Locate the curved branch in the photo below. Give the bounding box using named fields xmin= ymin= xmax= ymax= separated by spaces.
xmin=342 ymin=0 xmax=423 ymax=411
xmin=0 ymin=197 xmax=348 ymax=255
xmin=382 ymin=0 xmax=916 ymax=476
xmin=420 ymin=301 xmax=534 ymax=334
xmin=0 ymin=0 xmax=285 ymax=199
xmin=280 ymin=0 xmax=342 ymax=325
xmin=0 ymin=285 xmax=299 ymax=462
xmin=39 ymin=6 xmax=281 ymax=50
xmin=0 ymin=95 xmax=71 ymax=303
* * *
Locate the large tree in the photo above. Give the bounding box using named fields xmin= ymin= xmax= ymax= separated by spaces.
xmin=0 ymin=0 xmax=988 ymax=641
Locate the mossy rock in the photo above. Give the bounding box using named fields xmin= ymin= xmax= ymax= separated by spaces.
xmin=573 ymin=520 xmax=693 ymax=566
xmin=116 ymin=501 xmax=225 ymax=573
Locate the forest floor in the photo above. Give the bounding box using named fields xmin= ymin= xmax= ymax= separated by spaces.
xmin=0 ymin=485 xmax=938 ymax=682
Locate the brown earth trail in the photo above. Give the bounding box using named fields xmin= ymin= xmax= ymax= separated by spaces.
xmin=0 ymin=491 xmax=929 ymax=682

- _Instructions to follow_
Output everything from the line containing "Locate the mossy" down to the line containing "xmin=0 ymin=491 xmax=929 ymax=682", both included, as a JSON list of strings with one string per line and blank lines left out.

- _Reply to the task_
[
  "Locate the mossy rock in the photo above. Give the bounding box using named fields xmin= ymin= xmax= ymax= separated by spaces.",
  "xmin=573 ymin=520 xmax=693 ymax=566",
  "xmin=116 ymin=501 xmax=225 ymax=573",
  "Locate the forest floor in the photo above. Give the bounding box using named fields xmin= ymin= xmax= ymax= separated by spaces.",
  "xmin=0 ymin=485 xmax=938 ymax=682",
  "Locate the brown earth trail in the photo above. Give the bounding box using named fields xmin= ymin= xmax= ymax= separated by spaces.",
  "xmin=0 ymin=491 xmax=929 ymax=682"
]